[THE TASK] Pick out each line in the items below that contains the word "vegetation", and copy those lines.

Coordinate labeling data:
________
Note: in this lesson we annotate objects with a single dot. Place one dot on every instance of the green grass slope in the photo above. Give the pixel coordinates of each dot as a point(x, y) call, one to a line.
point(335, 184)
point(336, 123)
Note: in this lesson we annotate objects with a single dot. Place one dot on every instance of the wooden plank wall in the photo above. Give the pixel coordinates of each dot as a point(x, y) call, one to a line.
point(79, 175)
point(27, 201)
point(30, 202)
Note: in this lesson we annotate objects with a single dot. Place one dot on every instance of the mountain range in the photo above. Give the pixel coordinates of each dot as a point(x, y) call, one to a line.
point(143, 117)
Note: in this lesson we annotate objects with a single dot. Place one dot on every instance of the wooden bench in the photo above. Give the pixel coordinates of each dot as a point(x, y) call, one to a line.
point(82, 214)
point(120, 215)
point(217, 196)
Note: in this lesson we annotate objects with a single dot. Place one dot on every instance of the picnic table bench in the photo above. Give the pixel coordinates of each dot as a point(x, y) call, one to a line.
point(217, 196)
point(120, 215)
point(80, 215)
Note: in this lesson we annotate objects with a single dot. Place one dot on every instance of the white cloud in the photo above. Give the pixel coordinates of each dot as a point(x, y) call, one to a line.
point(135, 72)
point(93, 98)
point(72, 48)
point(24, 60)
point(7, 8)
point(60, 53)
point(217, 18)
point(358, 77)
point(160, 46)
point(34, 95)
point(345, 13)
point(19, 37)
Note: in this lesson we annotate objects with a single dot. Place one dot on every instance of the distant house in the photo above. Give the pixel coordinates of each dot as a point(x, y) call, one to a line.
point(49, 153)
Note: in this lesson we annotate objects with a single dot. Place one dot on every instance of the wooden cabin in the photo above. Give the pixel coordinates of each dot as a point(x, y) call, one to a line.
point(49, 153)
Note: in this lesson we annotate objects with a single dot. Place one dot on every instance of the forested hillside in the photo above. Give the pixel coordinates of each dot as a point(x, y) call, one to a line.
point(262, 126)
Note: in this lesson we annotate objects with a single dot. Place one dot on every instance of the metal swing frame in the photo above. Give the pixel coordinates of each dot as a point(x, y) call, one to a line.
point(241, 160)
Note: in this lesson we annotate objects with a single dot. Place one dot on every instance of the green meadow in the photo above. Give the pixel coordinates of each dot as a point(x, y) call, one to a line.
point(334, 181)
________
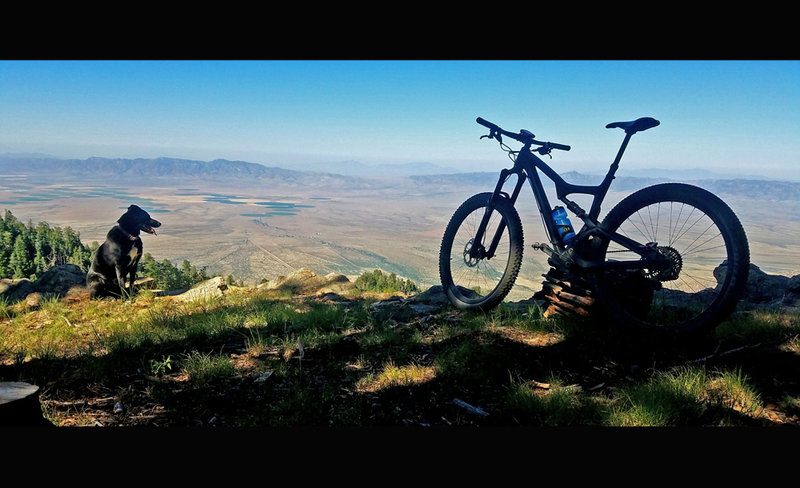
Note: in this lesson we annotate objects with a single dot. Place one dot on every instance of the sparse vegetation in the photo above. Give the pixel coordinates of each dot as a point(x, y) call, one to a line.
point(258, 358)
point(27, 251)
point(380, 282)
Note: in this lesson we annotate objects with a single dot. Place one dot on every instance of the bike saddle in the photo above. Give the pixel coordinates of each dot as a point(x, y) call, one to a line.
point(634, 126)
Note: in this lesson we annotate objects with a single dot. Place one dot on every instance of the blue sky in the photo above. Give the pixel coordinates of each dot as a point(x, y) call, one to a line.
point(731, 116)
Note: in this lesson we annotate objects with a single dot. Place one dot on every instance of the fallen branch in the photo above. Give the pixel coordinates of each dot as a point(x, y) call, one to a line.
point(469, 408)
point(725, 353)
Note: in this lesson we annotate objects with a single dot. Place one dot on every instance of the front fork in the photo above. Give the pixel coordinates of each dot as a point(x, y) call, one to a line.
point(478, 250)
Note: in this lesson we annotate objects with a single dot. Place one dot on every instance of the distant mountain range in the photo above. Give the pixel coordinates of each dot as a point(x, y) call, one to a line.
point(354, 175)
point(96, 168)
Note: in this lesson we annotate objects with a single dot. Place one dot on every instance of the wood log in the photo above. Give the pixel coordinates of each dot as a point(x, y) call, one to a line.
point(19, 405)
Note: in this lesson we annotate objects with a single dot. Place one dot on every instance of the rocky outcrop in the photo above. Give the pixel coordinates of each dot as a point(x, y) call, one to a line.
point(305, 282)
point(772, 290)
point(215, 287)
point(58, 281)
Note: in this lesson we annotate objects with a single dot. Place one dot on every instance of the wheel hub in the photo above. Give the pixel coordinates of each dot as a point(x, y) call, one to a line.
________
[COMPLETE ANSWER]
Note: in this lesson we annotate objects with a single dot. Place one dot on every instance of the sparse vegetation in the photo above. Give the pixel coordinates of each dot as a point(x, y) call, one to a line.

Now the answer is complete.